WORK TO BE COMPLETED: Pull out every line of the records below that contains the word "stone", matching case exactly.

DATASET ENTRIES:
• • • •

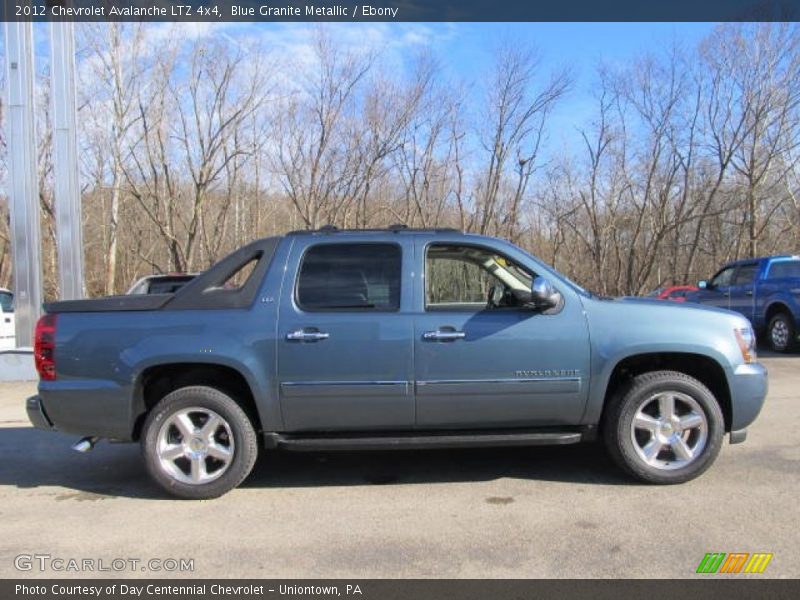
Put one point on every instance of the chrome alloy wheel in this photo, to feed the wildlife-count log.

• • • •

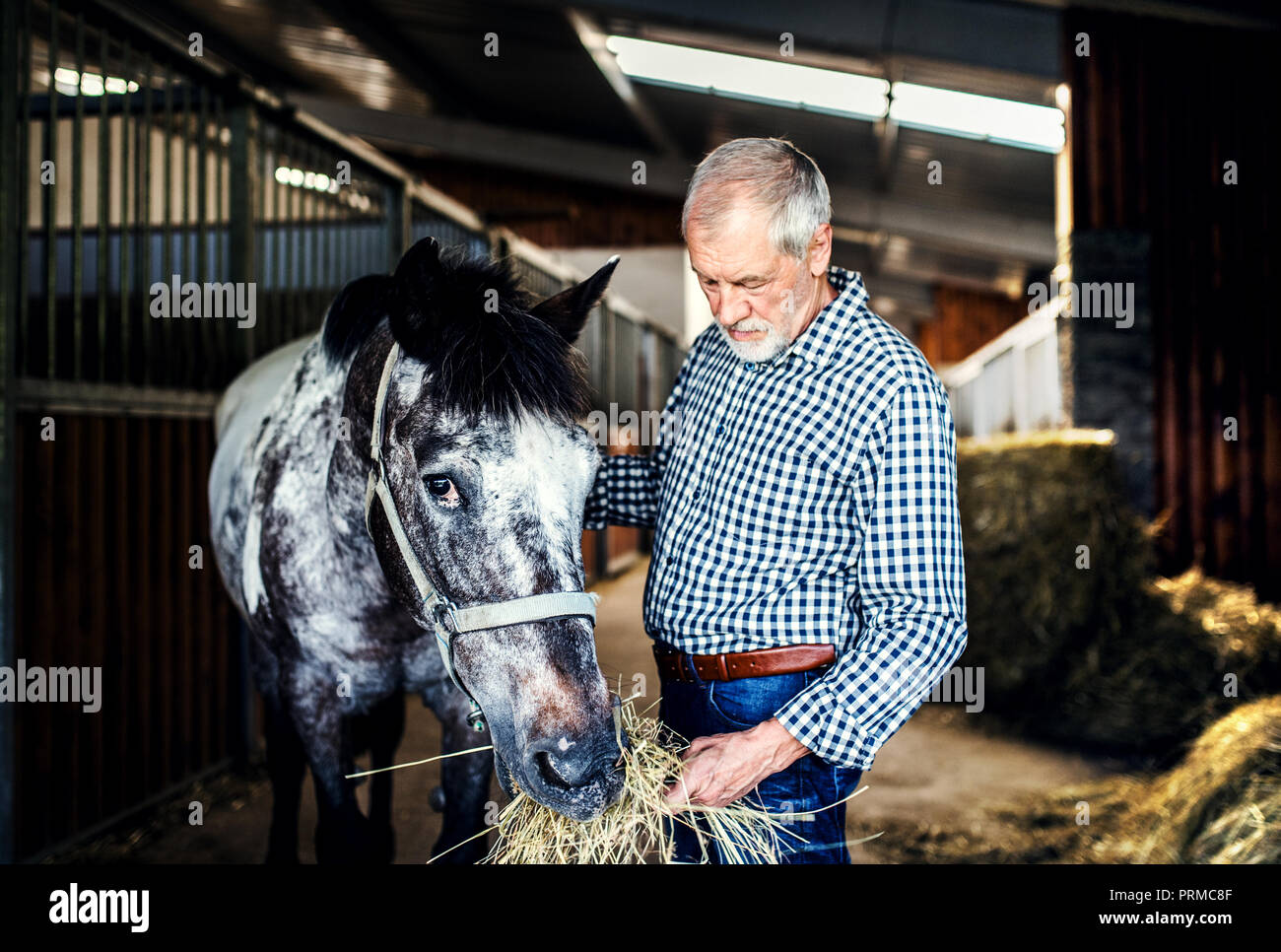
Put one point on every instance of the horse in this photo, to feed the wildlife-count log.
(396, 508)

• • • •

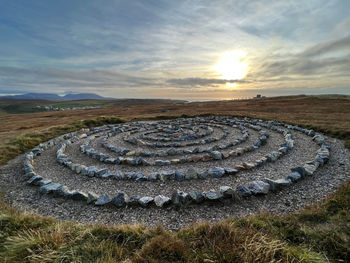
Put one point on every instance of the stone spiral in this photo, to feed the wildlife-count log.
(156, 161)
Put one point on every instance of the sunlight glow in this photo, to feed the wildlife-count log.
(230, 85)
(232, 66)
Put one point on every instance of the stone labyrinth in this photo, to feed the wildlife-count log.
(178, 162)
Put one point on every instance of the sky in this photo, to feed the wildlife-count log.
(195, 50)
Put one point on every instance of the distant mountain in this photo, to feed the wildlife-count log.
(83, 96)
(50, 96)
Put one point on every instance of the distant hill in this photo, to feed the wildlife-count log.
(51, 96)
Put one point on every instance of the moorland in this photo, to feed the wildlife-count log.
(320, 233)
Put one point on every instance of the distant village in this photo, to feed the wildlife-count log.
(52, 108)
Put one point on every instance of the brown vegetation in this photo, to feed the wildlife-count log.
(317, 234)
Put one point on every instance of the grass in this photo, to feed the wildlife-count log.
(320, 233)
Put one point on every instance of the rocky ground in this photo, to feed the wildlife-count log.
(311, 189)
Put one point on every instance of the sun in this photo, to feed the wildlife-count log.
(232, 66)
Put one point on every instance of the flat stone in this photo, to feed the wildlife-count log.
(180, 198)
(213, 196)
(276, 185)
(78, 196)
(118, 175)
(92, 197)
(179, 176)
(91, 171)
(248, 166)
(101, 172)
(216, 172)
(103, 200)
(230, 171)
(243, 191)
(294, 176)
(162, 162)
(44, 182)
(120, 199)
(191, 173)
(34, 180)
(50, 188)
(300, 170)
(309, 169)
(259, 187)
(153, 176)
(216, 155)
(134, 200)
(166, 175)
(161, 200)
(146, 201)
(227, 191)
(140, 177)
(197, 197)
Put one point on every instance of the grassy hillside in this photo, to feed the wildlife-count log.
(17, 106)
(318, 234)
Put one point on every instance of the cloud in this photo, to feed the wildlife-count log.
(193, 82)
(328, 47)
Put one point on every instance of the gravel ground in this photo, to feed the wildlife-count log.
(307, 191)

• • • •

REPLY:
Put one point on every instance of the stone spiral in this photo, to feed the wildlife-count log.
Put one point on every instance of the stone labyrinth in this photo, to feed the wildlife-count log.
Put one point on every instance of the flat stone in this photo, to feed the wildlife-count log.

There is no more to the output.